● **SUPPLIED DATA**:
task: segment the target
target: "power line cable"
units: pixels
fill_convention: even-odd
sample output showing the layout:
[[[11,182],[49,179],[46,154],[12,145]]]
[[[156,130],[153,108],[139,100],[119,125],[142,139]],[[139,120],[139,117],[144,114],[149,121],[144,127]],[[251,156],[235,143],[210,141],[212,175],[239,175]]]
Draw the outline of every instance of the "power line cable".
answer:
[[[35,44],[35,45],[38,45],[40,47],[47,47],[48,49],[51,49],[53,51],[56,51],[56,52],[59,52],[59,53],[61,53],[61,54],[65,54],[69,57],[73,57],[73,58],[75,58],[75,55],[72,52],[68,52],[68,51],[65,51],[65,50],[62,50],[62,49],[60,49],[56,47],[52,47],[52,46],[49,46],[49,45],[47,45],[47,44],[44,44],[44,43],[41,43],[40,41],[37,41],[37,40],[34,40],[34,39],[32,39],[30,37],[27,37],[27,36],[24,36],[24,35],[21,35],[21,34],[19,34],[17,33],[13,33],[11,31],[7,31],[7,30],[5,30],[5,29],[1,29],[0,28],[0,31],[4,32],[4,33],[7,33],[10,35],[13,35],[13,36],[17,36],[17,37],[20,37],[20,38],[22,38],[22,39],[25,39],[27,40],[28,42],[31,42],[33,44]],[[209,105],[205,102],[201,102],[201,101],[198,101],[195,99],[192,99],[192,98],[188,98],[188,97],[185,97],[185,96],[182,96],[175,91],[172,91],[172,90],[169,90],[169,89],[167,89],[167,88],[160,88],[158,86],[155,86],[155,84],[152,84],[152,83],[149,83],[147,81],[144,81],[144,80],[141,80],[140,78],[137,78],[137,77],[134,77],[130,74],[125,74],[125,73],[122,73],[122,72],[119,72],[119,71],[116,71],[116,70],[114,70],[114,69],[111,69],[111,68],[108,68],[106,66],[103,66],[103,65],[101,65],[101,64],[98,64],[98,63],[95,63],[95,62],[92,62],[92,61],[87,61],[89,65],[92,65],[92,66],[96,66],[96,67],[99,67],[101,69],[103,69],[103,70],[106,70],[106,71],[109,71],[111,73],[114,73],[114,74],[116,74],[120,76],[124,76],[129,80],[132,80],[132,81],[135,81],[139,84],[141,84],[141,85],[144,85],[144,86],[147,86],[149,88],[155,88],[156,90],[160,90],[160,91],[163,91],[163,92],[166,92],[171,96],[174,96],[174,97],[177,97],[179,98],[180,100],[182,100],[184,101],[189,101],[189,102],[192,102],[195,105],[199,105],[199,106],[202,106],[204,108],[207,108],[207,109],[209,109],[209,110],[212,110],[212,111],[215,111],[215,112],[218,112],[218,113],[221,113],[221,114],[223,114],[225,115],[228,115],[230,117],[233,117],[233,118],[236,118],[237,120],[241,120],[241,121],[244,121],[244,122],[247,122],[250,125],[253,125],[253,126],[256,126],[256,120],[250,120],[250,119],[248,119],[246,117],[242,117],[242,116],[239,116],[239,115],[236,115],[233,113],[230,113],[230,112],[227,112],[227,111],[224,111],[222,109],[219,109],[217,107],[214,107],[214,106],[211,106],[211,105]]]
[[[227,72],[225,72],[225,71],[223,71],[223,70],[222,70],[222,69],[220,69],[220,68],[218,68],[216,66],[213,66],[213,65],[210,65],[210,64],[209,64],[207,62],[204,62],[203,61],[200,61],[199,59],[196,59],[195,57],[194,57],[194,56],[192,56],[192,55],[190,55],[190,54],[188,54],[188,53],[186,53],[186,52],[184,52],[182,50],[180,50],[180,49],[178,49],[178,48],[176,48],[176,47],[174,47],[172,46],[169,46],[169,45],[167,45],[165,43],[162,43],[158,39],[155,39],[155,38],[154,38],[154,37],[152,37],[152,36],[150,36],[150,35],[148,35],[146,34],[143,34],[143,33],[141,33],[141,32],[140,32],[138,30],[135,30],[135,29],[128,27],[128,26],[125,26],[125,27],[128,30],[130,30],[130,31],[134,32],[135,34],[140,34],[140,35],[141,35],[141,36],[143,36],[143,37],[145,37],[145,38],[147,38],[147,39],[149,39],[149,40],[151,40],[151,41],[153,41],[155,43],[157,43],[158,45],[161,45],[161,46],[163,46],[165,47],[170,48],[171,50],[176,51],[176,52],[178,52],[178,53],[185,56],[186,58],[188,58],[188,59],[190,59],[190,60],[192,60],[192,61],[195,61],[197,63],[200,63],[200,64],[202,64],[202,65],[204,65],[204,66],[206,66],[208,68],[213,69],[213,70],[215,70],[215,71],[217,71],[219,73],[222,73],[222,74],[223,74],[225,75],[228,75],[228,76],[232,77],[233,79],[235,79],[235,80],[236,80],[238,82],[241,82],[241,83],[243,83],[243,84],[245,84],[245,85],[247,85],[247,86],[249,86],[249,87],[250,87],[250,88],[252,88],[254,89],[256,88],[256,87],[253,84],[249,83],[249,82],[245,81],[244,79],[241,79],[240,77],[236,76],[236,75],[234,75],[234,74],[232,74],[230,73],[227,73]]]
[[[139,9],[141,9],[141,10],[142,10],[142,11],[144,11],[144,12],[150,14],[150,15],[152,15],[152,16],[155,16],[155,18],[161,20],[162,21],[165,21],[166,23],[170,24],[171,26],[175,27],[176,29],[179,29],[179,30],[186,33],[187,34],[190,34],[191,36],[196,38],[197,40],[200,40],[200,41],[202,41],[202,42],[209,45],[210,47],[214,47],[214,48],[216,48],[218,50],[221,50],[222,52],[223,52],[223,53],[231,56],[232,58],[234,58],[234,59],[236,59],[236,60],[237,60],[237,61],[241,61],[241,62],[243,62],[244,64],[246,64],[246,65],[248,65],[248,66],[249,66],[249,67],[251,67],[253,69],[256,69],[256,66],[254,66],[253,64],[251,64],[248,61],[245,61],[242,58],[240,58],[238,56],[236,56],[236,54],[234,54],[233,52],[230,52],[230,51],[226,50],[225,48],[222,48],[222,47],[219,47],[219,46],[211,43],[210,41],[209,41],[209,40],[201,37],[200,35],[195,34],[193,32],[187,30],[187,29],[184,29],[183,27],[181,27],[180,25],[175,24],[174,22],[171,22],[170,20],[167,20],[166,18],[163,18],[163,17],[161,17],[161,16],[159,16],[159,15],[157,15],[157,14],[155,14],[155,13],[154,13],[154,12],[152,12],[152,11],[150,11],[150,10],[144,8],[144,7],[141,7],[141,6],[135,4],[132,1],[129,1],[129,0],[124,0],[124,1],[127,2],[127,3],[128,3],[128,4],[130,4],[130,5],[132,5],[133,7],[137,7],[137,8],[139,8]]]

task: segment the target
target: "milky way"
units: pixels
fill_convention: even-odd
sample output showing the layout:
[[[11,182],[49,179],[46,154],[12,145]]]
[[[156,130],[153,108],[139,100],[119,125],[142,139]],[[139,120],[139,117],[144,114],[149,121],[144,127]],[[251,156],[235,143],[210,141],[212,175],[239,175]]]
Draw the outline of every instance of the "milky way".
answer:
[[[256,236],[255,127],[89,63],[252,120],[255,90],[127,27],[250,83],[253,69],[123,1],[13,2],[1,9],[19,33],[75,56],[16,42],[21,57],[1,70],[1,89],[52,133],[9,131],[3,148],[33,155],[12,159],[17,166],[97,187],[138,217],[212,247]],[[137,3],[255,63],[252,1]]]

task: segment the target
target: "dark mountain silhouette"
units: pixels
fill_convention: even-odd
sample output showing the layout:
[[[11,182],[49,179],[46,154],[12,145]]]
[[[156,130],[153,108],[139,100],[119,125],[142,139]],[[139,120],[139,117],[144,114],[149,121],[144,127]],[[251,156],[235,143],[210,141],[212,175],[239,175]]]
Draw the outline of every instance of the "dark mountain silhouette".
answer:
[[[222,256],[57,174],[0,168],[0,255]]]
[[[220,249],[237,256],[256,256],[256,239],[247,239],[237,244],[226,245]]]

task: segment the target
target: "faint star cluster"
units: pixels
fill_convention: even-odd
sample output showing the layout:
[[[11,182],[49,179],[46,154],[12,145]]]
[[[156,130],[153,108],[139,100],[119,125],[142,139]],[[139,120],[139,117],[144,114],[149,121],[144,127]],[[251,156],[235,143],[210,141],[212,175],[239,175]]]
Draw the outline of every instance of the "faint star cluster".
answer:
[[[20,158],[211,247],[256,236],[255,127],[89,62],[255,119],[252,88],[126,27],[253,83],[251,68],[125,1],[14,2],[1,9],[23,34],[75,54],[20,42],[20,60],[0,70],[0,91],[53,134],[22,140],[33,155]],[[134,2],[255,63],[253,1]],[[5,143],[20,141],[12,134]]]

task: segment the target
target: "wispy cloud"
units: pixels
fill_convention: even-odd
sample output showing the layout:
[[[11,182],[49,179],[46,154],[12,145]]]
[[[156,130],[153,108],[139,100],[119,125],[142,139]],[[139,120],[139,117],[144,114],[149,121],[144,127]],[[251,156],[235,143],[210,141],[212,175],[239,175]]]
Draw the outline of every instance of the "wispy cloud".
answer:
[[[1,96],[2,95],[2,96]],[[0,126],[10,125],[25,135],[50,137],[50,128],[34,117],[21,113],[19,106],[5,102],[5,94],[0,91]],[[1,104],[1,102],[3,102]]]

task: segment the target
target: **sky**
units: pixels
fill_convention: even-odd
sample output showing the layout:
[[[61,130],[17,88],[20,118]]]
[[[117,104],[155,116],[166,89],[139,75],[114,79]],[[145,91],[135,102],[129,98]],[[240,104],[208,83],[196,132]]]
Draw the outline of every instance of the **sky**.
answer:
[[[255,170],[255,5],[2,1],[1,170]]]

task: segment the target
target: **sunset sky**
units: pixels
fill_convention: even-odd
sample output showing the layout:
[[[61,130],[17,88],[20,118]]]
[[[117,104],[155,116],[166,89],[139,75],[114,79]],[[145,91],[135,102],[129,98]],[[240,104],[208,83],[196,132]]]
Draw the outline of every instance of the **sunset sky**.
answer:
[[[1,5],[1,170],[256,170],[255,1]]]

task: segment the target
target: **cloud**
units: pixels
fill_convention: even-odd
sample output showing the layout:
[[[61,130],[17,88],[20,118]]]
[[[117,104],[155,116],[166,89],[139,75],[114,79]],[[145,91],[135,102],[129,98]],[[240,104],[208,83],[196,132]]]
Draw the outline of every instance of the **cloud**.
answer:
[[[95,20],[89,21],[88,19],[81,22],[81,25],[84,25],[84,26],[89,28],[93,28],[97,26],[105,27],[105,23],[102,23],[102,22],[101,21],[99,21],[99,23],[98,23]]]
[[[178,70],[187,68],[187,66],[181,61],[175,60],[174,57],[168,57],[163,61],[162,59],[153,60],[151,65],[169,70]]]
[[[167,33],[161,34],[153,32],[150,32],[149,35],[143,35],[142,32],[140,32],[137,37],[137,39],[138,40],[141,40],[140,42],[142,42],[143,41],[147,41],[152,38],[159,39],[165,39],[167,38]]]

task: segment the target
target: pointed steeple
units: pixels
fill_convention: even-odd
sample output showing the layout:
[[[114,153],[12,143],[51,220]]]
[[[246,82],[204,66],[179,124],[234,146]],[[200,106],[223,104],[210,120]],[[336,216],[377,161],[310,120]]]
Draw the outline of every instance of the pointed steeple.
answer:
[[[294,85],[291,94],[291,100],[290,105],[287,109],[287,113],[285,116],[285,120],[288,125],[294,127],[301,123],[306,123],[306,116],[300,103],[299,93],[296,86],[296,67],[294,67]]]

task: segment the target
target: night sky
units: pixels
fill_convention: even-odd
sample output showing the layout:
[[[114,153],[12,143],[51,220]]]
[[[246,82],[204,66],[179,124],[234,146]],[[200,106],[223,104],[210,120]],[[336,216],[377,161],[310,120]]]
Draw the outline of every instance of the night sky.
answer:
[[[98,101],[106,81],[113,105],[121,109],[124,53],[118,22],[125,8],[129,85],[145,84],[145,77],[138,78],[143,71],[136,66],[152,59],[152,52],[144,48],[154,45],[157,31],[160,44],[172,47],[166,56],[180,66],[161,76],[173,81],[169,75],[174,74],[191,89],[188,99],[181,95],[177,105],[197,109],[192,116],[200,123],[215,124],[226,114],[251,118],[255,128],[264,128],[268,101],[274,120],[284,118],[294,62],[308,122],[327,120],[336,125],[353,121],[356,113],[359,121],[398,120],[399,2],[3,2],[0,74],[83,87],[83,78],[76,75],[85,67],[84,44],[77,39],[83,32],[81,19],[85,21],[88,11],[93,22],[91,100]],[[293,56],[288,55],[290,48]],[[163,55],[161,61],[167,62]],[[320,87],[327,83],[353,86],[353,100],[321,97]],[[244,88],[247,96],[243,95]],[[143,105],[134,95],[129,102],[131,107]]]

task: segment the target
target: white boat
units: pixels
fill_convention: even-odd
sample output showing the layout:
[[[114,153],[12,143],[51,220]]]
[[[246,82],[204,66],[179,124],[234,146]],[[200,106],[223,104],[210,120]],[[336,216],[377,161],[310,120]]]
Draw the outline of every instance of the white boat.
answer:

● **GOAL**: Copy out every line of the records that contains the string "cloud", matching case exactly.

● **COMPLETE RESPONSE**:
target: "wispy cloud"
Draw the outline of every instance of the "wispy cloud".
target: **cloud**
Draw the outline of every instance of the **cloud**.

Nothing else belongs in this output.